## Document excerpt

As I watched the violence unfold in Charlottesville, Va., last Saturday, like many, I was aghast. Heather Heyer, a young paralegal, was killed by one of the white supremacist marchers, who, after the march, had gotten into his car and plowed it into a crowd of counter-demonstrators. Protesting something as straightforward as Nazism and race eugenics ought not be a capital offense. It ought to be a nonevent in any society that has any belief that it is moving forward in any shape or form. And not so long ago - 2004 to be exact - when the neo-Nazis used to hold their parades in downtown Coeur d'Alene, it was. No one would dream of supporting that sort of crazy.
But I was not surprised when it happened. One idea, chronically propped up by revisionist historical fanatics, is that some people are inherently, genetically better than others. And while we deal with two in the present - that the Confederate South was full of ladies and gentlemen, and the Nazis had armies of latter-day Supermen - it's certainly not a new idea. It's been used throughout history to justify the domination of one people over an another.
Part of the continued extension of the pathology, unfortunately, comes from current historical narratives that fail successfully to convey the wild human misery that has flowed from this brand of thinking. Some of it is revisionist - in our own community, we have Doug Wilson writing about slavery as a paternalistic, protective institution, when it is well-documented that slavery in the South was as cruel and dehumanizing as slavery ever was. One need only to pop open Wikipedia and read about the infamous Dred Scott decision, issued by the Supreme Court, that said the federal government had no business in deciding that any African-American was a person to realize that the horrific imagery of slavery is not a fantasy of the left.

## Data
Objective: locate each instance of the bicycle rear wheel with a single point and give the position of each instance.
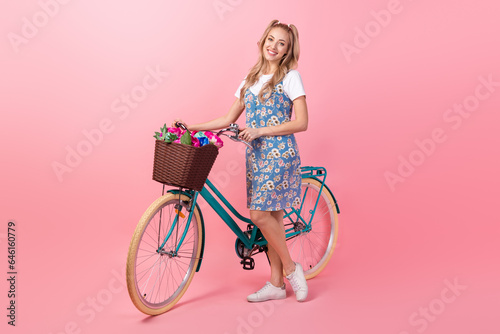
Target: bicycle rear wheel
(158, 277)
(314, 248)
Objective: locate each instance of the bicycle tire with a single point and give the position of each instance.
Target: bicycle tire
(313, 249)
(144, 262)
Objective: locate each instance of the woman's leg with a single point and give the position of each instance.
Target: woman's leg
(271, 225)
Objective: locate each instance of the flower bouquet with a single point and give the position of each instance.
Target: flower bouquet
(186, 137)
(184, 158)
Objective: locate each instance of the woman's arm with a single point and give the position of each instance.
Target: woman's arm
(221, 122)
(297, 125)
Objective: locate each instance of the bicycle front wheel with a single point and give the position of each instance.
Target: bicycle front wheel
(313, 248)
(158, 276)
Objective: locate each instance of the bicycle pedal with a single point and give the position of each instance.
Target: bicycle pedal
(248, 263)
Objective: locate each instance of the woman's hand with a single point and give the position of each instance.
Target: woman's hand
(249, 134)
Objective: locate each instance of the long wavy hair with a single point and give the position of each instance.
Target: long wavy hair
(288, 62)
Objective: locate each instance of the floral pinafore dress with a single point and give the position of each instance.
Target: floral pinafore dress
(273, 165)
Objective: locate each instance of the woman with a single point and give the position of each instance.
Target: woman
(268, 93)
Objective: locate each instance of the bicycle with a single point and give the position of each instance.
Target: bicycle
(168, 243)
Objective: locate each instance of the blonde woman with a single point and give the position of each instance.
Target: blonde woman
(268, 94)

## Tasks to carry out
**A)** In the opinion piece on Charlottesville, who was killed when a marcher drove his car into the counter-demonstrators, and what was her occupation?
**B)** Retype the stretch of the Charlottesville opinion piece from "But I was not" through "over an another.".

## Set of answers
**A)** Heather Heyer was killed, and she was a young paralegal.

**B)**
But I was not surprised when it happened. One idea, chronically propped up by revisionist historical fanatics, is that some people are inherently, genetically better than others. And while we deal with two in the present - that the Confederate South was full of ladies and gentlemen, and the Nazis had armies of latter-day Supermen - it's certainly not a new idea. It's been used throughout history to justify the domination of one people over an another.